What you are asked to do »
Output the full listing verbatim.

Task data »
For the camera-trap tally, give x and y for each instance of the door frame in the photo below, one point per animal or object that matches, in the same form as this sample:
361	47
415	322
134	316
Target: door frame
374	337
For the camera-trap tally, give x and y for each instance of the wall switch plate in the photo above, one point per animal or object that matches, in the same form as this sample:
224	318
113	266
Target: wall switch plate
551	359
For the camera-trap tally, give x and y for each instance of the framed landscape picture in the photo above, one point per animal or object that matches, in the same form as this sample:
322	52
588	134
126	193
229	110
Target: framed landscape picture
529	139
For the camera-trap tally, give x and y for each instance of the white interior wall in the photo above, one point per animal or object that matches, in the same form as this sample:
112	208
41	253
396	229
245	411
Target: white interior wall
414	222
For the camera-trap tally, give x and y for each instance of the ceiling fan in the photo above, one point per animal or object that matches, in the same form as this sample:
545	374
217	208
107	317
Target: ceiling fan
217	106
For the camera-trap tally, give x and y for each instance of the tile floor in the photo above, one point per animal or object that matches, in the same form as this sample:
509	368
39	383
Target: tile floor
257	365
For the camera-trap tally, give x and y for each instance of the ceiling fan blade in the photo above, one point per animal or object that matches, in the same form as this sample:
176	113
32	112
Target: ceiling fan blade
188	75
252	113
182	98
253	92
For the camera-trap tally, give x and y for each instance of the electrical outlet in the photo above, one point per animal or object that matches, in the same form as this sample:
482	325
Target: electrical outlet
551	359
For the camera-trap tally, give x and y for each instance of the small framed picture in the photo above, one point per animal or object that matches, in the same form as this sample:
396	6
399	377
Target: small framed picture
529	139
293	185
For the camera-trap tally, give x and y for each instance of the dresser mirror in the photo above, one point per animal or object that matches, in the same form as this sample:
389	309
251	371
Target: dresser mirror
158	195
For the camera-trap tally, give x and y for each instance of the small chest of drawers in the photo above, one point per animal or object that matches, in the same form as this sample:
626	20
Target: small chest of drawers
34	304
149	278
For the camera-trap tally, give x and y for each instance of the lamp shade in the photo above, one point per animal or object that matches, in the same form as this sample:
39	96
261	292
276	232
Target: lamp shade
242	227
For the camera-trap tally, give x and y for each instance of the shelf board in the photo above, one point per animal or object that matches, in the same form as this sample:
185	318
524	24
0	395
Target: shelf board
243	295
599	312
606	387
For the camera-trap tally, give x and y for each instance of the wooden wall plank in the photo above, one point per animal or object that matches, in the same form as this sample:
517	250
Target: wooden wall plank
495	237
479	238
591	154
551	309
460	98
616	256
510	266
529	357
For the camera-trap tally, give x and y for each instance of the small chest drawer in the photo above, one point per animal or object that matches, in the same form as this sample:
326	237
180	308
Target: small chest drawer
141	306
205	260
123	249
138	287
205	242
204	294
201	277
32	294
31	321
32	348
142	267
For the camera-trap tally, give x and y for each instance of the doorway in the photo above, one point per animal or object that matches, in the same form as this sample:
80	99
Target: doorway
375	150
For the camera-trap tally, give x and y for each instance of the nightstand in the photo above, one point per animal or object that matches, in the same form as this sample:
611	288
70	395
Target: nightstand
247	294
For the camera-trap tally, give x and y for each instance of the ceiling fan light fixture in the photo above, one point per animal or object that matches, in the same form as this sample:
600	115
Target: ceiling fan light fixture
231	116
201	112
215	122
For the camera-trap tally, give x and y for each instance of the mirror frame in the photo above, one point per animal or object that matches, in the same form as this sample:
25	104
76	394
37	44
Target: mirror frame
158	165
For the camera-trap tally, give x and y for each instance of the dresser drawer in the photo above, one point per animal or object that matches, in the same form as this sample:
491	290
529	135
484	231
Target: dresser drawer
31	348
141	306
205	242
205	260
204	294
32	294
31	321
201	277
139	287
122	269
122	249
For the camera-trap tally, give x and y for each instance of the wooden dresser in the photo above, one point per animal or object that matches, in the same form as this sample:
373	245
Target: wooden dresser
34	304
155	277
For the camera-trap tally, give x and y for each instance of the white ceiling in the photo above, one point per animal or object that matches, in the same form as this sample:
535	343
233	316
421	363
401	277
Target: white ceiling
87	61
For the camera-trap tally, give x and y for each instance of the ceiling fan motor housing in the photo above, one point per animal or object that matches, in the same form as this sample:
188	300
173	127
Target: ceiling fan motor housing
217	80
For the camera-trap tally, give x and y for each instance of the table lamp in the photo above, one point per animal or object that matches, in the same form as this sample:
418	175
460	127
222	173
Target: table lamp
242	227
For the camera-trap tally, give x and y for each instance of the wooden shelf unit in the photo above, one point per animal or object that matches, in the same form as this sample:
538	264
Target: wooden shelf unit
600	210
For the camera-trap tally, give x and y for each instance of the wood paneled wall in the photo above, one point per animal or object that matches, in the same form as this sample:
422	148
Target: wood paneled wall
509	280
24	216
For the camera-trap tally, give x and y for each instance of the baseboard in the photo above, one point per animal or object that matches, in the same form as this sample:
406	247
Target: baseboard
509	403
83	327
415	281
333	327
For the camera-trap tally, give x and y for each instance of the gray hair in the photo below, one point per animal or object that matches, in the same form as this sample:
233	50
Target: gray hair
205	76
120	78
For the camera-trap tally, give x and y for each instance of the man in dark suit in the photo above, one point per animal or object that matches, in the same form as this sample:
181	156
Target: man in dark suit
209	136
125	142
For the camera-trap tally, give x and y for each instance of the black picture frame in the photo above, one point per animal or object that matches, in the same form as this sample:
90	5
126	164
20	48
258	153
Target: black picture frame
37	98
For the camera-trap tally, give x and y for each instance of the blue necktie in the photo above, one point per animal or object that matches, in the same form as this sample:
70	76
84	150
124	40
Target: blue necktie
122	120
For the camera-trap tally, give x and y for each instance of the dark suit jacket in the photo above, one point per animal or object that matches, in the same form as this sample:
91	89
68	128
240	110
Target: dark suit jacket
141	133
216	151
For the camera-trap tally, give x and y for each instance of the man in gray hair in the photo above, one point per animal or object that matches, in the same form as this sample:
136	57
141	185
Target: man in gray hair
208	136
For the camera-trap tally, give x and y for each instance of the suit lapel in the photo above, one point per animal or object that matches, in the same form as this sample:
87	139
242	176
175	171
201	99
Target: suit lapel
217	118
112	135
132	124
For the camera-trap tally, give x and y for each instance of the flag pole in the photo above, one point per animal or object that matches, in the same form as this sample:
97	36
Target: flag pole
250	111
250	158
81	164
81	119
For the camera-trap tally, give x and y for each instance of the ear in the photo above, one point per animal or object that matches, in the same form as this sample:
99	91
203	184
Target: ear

Result »
For the camera-trap tally, give x and y for each instance of the door frame in the photo below, one point per animal or object that matches, in the same form as this sample:
361	47
415	322
134	316
Target: door frame
374	337
For the camera-trap tally, give x and y for each instance of the wall switch plate in the photo above, one point per animal or object that matches, in the same form as this sample:
224	318
113	266
Target: wall switch plate
551	359
For the camera-trap tally, give x and y for each instance of the framed landscape picture in the photo above, one point per animal or object that matches, in the same form as this sample:
322	52
588	134
126	193
229	110
Target: framed landscape picture
529	139
For the camera-trap tally, give x and y for each instance of the white interior wall in the photo above, one point per animal or object that matches, in the same form as this sample:
112	208
41	253
396	229
245	411
Target: white interior wall
414	222
For the camera-trap tally, give x and y for each instance of the ceiling fan in the photo above, one point per animal or object that matches, in the same form as this sample:
545	374
217	208
107	317
Target: ceiling fan
217	106
For the camera-trap tally, give x and y for each instance of the tile floor in the photo above, one point per animal or object that matches, in the same form as this sample:
509	368
39	383
Target: tile floor
257	365
For the camera-trap tally, give x and y for each instance of the ceiling fan blade in the photo above, one point per animal or object that matches, in the same form as this sample:
176	113
32	112
Target: ceiling fan blade
188	75
252	113
182	98
253	92
For the camera-trap tally, give x and y for each instance of the electrical outlet in the photo above, one point per animal or object that matches, in the same form as this sample:
482	325
Target: electrical outlet
551	359
For the camera-trap tally, give x and y for each instance of the small framed picture in the photo above, one point per animal or object that matches, in the same form as this sample:
396	6
399	377
Target: small framed picture
529	139
293	185
For the camera-trap tally, give x and y for each instance of the dresser mirror in the photo above, one point per animal or object that matches, in the same form as this sample:
389	309
251	371
Target: dresser mirror
158	195
For the camera-trap tally, give x and y for each instance of the small chest of drawers in the photo above, one point per animal or object that matches, in the same form as this sample:
626	20
Target: small chest of drawers
34	304
149	278
For the camera-trap tally, give x and y for each instance of the lamp shade in the photo above, one point per animal or object that matches, in the same form as this sample:
39	96
261	292
276	232
Target: lamp shade
242	227
For the camera-trap tally, give x and y for each instance of the shelf board in the photo above, one point per animal or object that matches, in the same form as this sample:
185	318
524	24
0	395
Target: shelf board
243	295
599	312
606	387
For the camera-trap tally, give x and y for each instance of the wooden wall plank in the photo above, one point per animal or object that matches, in the same form as this sample:
517	250
Target: wooden wall plank
495	237
479	238
591	154
551	309
460	98
616	256
510	266
529	357
For the camera-trap tally, give x and y for each instance of the small chest drawer in the photo above, one point per animal or object that matches, in the same form as this sample:
326	237
180	308
Target: small chest drawer
141	306
205	260
123	249
138	287
205	242
204	294
201	277
32	294
31	321
32	348
142	267
For the camera-trap tally, give x and y for each instance of the doorway in the photo above, one point per animal or object that matches, in the same form as this sample:
80	99
Target: doorway
375	150
For the camera-trap tally, give x and y for each instance of the nightstand in the photo above, one point per animal or object that matches, in the same form as this sample:
611	288
70	395
Target: nightstand
247	294
For the camera-trap tally, give x and y for each instance of the ceiling fan light fixture in the photo above, one point per animal or object that matches, in the same form as this sample:
600	115
Target: ceiling fan light fixture
231	116
201	112
215	122
For the camera-trap tally, give x and y for each instance of the mirror frame in the photo above, one point per animal or object that matches, in the same form as this sample:
25	104
76	394
37	44
Target: mirror frame
158	165
For the camera-trap tally, give x and y for each instance of the dresser drawer in the photo above, one point per animal or object that matches, in the same form as this sample:
491	290
529	135
484	231
Target: dresser drawer
31	348
141	306
205	242
205	260
204	294
32	294
31	321
201	277
139	287
122	269
122	249
For the camera-trap tally, give x and y for each instance of the wooden dresser in the photo above, one point per animal or object that matches, in the same form as this sample:
373	245
Target: wooden dresser
34	304
155	277
For the camera-trap tally, give x and y for each instance of the white ceiling in the photo above, one point per animal or object that matches, in the same form as this sample:
535	343
233	316
421	363
401	277
Target: white ceiling
87	61
For the camera-trap tally, give x and y for each instance of the ceiling fan motor housing in the photo above, one point per animal or object that matches, in the same form as this sample:
188	300
173	127
Target: ceiling fan motor housing
217	80
For the camera-trap tally, give x and y for each instance of the table lamp in the photo above, one point per animal or object that matches, in the same form as this sample:
418	175
460	127
222	173
Target: table lamp
242	227
For the camera-trap tally, give x and y for each instance of the wooden shelf unit in the photo above, one point per animal or object that matches, in the same form as this sample:
538	264
Target: wooden shelf unit
600	210
For the camera-trap tally, give x and y for each instance of the wood paneled wall in the photo above, one point per animal or object that matches, in the same form as this sample:
422	148
Target: wood paneled wall
509	280
24	216
For the camera-trap tally, give x and y for each instance of the baseboard in the photo above, one point per animal or object that matches, in the same form as this sample:
406	247
Target: baseboard
509	403
83	327
415	281
333	327
For the camera-trap tally, give x and y for each instance of the gray hair in the photo below, one point per animal or object that matches, in the same form as this sample:
233	50
Target: gray hair
205	76
120	78
For the camera-trap tally, give x and y for each instance of the man in dark suit in the photo above, one point per animal or object that matches, in the same form as this sample:
181	156
Target: man in dark suit
209	136
125	142
For the camera-trap tally, give x and y for each instance of the black picture frame in the photo above, one point per animal or object that matches, in the same form as this sample:
90	5
126	164
20	48
258	153
Target: black picture frame
37	98
For the camera-trap tally, give x and y for each instance of the blue necktie in the photo above, one point per animal or object that matches, in the same form as this sample:
70	76
84	150
124	40
Target: blue necktie
122	120
For the camera-trap tally, give x and y for each instance of the dark suit jacket in the photo above, one point per animal or object that matches, in the same form as this sample:
91	89
68	128
240	110
Target: dark suit jacket
141	133
216	151
For the camera-trap tally, give x and y for each instance of the man in gray hair in the photo above, one point per animal or object that matches, in the same form as this sample:
136	57
141	185
Target: man in gray hair
208	136
For the camera-trap tally, give x and y for each instance of the suit lapel in the photo above, one point per animal or object that matches, in the same form as this sample:
87	139
242	176
175	171
201	99
Target: suit lapel
217	118
112	135
132	124
For the camera-trap tally, give x and y for each instance of the flag pole in the photo above, one point per animal or object that matches, in the same form as this sample:
97	36
Target: flag pole
250	111
250	158
81	164
81	119
For the camera-trap tally, give x and y for each instance of the ear in the photo above, one point per animal or object that matches, in the same form as this sample:
99	91
203	184
Target: ear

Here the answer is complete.